• GIVEN PASSAGE:
Baldness

Baldness (Alopecia) is most likely to happen in males than females. It may be caused by local skin conditions, systemic diseases, aging, and  Baldnessgenetic factors.

Certain drugs such as prescription drugs for cancer treatment, also result in hair loss. Male-Pattern Baldness is the most hair loss type which affects men. It is rare in children and women because it depends on the androgen (male hormone) presence, such hormones levels are higher in men after puberty. Baldness runs in families. The loss of hair usually starts on the top, near the front, or on the sides of the man’s head toward the back.

Hair loss can start at any age. Some individuals lose not only some hair but also develop bald spots in the receding hairline or the back. Other people, particularly those whose hair loss starts at a young age, can go entirely bald. Female-Pattern Baldness is less likely to occur, than male-pattern baldness.

Generally, such a condition results in the hair being too thin on the crown, on the sides, or in the front. Female-Pattern Baldness rarely progresses to complete hair loss. Toxic Baldness (toxic alopecia) can be caused by a serious disease accompanied by a high fever. The condition also may be caused by using excessive doses of certain drugs, such as retinoids, vitamin A, and thallium. Many cancer medications result in baldness. Toxic Baldness can also be caused by underactive thyroid gland or pituitary one, or even by pregnancy. The hair can fall out as long as three or four months after the disease started or other conditions.

• DATASET EXCERPTS:
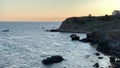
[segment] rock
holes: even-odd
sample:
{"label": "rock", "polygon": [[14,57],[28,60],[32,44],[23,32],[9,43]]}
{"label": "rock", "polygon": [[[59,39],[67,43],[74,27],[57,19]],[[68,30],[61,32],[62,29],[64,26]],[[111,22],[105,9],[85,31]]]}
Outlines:
{"label": "rock", "polygon": [[95,53],[96,56],[100,56],[100,53]]}
{"label": "rock", "polygon": [[114,57],[110,57],[110,62],[114,63],[115,62],[115,58]]}
{"label": "rock", "polygon": [[7,30],[2,30],[3,32],[9,32],[10,30],[9,29],[7,29]]}
{"label": "rock", "polygon": [[91,39],[84,38],[84,39],[81,39],[80,41],[81,41],[81,42],[91,42]]}
{"label": "rock", "polygon": [[103,57],[98,57],[98,59],[103,59]]}
{"label": "rock", "polygon": [[77,36],[76,34],[72,34],[70,37],[71,37],[71,40],[80,40],[80,37]]}
{"label": "rock", "polygon": [[72,38],[72,37],[75,37],[75,36],[77,36],[77,34],[71,34],[71,35],[70,35],[71,38]]}
{"label": "rock", "polygon": [[49,64],[61,62],[63,60],[64,58],[62,56],[56,55],[56,56],[51,56],[51,57],[48,57],[47,59],[42,60],[42,63],[45,65],[49,65]]}
{"label": "rock", "polygon": [[99,68],[99,63],[95,63],[93,67]]}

• WHAT TO DO: Name every specific type of baldness that the passage on baldness identifies.

• ANSWER SPACE: Male-Pattern Baldness, Female-Pattern Baldness, and Toxic Baldness (toxic alopecia).